• **BRIEF**:
Render every line of the data below as a numbered list, omitting any blank lines. Leave the pictures out of your answer.

Point-based annotation data
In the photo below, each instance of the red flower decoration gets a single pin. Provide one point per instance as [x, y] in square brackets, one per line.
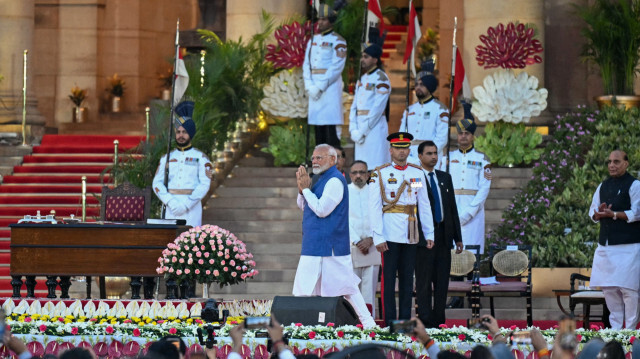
[291, 45]
[512, 47]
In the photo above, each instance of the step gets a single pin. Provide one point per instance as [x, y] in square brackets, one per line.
[248, 202]
[228, 214]
[269, 192]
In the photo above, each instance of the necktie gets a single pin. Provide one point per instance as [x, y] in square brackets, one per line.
[436, 199]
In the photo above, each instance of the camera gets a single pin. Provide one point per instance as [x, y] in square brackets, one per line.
[257, 322]
[403, 326]
[478, 323]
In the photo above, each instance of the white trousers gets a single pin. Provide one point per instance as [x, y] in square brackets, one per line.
[623, 305]
[368, 284]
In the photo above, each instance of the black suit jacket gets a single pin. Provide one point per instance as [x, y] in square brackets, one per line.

• **COMPLETE OUTPUT**:
1. In the photo below, each instance of the red flower decoration gets a single pin. Provide one point per instance as [x, y] in square brackets, one per line.
2. [291, 45]
3. [512, 47]
4. In the photo above, each instance of the step gets a single pin. Provide one point per instance as [x, y] in square brackets, one per line.
5. [248, 202]
6. [228, 214]
7. [269, 192]
8. In the photo above, each instance of the necktie gets a single pin. Provide one point per instance as [x, y] in square brackets, one per line.
9. [436, 199]
10. In the photo above, each instance of the camera gets a single pin. Provide one point per instance as [x, y] in square brackets, one per line.
11. [257, 322]
12. [403, 326]
13. [478, 323]
14. In the photo above, each instance of the white trousers gets a single pin. Provide one point per instance as [x, y] in square brackets, one per line.
15. [623, 305]
16. [368, 284]
17. In the photo above, each instance of the black suit jacket gets a single pin. Provide one point per instance as [x, y] in square brackets, one per line.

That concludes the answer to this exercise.